WHAT THIS TASK INVOLVES: Using the records that appear below, write out exactly the lines from the one with "Locate every instance of the short" through the one with "Locate every instance of the tree in", keeping both end lines.

(Region pointing data)
....
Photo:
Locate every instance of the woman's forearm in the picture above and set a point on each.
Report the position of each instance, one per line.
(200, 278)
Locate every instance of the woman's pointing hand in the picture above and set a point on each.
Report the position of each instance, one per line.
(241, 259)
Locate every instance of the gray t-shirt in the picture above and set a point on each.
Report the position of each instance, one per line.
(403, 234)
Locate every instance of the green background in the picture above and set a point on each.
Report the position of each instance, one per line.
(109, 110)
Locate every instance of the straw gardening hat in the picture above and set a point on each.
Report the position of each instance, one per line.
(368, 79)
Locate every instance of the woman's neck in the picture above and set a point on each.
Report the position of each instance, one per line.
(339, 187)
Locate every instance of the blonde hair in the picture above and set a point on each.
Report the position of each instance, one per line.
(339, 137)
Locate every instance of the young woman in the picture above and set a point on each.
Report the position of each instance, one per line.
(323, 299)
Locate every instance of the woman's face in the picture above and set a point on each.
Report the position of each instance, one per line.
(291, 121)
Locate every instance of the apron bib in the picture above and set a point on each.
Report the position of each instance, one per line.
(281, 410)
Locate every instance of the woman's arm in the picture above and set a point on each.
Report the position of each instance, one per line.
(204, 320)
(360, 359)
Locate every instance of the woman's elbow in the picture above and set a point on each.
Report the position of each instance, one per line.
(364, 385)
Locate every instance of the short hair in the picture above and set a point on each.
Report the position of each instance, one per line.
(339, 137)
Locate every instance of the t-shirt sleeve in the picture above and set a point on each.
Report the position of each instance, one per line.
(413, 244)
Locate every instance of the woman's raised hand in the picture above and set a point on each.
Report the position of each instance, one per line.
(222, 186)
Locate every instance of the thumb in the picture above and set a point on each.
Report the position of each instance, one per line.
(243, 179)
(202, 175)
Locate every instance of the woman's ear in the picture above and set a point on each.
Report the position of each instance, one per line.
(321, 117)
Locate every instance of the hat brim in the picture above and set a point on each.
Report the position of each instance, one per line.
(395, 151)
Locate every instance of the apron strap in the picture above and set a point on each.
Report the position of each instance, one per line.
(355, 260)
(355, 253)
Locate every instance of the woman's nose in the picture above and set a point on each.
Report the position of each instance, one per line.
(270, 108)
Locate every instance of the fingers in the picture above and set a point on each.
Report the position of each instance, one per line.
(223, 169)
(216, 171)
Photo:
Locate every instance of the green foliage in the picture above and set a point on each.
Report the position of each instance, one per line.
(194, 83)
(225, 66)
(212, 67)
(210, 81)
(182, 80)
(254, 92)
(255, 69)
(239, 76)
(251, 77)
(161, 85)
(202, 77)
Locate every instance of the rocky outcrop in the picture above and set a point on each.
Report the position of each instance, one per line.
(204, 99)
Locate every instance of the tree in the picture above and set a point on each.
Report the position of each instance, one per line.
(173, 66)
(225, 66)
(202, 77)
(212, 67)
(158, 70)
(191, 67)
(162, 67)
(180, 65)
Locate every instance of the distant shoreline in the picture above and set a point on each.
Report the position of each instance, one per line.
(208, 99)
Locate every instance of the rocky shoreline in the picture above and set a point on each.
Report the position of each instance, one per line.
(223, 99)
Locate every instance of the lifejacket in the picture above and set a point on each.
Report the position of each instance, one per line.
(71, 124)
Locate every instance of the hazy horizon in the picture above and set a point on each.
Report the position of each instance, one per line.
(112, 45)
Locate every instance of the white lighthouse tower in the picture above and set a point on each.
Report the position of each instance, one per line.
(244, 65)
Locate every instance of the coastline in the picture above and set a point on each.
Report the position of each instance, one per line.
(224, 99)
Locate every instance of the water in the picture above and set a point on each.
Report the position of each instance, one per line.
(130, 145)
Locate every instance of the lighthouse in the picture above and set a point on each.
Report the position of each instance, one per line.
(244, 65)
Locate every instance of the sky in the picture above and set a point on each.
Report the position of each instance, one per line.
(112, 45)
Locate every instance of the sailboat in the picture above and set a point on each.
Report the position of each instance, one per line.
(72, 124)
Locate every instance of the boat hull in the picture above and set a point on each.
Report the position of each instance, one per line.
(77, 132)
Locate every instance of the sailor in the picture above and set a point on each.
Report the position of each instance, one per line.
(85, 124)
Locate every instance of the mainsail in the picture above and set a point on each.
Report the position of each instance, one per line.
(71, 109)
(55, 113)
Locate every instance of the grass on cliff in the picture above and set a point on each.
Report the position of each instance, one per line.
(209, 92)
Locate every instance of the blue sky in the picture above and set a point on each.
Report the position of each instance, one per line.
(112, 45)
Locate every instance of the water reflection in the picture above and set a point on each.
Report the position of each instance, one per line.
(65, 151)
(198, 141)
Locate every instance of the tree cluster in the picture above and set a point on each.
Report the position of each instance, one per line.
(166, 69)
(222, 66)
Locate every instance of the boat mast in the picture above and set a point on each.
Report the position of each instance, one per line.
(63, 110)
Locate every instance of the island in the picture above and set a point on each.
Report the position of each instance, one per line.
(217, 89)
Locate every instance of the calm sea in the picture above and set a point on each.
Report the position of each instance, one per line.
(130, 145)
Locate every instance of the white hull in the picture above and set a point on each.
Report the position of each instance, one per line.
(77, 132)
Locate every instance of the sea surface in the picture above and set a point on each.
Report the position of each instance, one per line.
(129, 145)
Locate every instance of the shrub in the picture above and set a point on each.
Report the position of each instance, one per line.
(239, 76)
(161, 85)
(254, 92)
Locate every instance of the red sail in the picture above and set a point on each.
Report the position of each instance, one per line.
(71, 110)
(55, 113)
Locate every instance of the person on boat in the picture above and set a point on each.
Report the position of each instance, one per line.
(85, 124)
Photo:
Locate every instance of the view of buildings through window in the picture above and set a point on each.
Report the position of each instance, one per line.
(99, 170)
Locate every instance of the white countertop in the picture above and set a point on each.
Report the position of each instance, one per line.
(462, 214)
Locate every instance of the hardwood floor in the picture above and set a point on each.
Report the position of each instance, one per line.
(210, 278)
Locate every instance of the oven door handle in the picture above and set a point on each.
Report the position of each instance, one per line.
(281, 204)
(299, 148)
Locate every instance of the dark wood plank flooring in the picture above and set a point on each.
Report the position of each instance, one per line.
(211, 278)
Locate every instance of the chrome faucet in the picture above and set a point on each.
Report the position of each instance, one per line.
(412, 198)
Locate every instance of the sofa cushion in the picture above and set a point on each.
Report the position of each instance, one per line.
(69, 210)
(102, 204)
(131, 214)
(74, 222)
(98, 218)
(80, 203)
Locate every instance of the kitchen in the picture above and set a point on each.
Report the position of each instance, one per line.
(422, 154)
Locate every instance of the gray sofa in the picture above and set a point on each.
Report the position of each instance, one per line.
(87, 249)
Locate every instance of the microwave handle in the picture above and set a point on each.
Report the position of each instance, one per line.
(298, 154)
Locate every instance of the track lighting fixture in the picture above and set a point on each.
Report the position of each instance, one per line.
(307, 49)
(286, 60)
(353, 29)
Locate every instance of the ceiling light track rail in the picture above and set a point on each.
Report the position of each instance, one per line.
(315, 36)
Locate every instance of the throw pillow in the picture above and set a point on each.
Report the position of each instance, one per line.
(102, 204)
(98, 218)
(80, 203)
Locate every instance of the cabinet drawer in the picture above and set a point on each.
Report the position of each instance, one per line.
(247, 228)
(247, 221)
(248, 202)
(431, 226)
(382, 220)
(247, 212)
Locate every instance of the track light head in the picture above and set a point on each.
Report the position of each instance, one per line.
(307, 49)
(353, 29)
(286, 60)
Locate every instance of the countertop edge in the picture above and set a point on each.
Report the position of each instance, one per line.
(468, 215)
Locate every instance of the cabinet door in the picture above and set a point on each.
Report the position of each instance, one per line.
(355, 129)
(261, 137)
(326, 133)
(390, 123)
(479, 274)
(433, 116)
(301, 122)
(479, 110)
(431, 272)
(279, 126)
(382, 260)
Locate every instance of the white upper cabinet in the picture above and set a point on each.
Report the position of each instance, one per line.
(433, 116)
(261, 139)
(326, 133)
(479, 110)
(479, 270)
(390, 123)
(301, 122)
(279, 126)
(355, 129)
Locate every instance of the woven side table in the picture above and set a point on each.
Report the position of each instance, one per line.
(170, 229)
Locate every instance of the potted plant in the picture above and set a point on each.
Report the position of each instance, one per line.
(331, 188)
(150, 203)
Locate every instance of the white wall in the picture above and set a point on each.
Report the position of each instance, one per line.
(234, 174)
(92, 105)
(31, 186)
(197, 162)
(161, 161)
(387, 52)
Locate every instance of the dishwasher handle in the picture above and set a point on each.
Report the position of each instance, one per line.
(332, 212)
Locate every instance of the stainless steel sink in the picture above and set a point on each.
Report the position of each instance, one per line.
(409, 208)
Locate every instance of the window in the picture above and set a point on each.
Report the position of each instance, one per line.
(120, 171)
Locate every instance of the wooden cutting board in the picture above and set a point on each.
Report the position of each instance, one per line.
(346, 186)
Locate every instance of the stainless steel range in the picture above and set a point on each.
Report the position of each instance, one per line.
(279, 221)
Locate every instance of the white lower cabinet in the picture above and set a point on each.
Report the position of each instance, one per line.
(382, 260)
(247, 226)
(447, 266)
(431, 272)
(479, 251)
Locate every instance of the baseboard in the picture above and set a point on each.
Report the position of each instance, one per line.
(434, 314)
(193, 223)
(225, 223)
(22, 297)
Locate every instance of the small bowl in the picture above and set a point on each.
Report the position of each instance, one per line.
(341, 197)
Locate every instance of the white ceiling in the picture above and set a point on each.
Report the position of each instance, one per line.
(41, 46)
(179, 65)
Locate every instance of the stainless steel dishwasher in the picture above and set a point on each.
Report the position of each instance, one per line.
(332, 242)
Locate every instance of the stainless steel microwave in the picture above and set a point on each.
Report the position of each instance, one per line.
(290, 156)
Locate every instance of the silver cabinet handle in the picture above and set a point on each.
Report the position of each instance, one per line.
....
TASK ANSWER:
Locate every instance of the short hair in the picture above and set a point on each.
Report the position of each instance, one per line.
(339, 137)
Locate every instance of the t-shirt sleeve in the picture above and set a point on each.
Report the position of each instance, one per line.
(413, 244)
Locate every instance of the woman's raised hand in the picture above and set a point on each.
Report the position of each instance, one per line.
(222, 186)
Locate every instance of the thumb in the picture above and set a point on each.
Report the position of each instance, one per line.
(243, 179)
(202, 175)
Locate every instance of the woman's ear in the picture above and set a point on each.
Report the position of each instance, one per line.
(321, 117)
Locate every instance of the hat brim in the picture above and set a point on each.
Report the position of each instance, one per line.
(395, 151)
Locate every instance of the apron strap in the picture above and set a point on each.
Report the position of each instance, one per line.
(355, 260)
(355, 253)
Locate every instance of the woman's nose in the picture above and set a point on each.
Report the position of each instance, one per line.
(270, 108)
Locate every instance of the fingers in the picture above and set a point on each.
Report the position of each instance, one per line.
(223, 169)
(216, 171)
Photo:
Locate every instance of the green foliage in the picture above and set a point on each.
Report the position of each instance, one per line.
(194, 83)
(225, 66)
(212, 67)
(210, 81)
(182, 80)
(254, 92)
(255, 69)
(239, 76)
(251, 77)
(161, 85)
(202, 77)
Locate every instance of the rocky outcrop in the picture above and set a point on each.
Report the position of each instance, one per line.
(204, 99)
Locate every instance of the tree in the picture above and set a point on each.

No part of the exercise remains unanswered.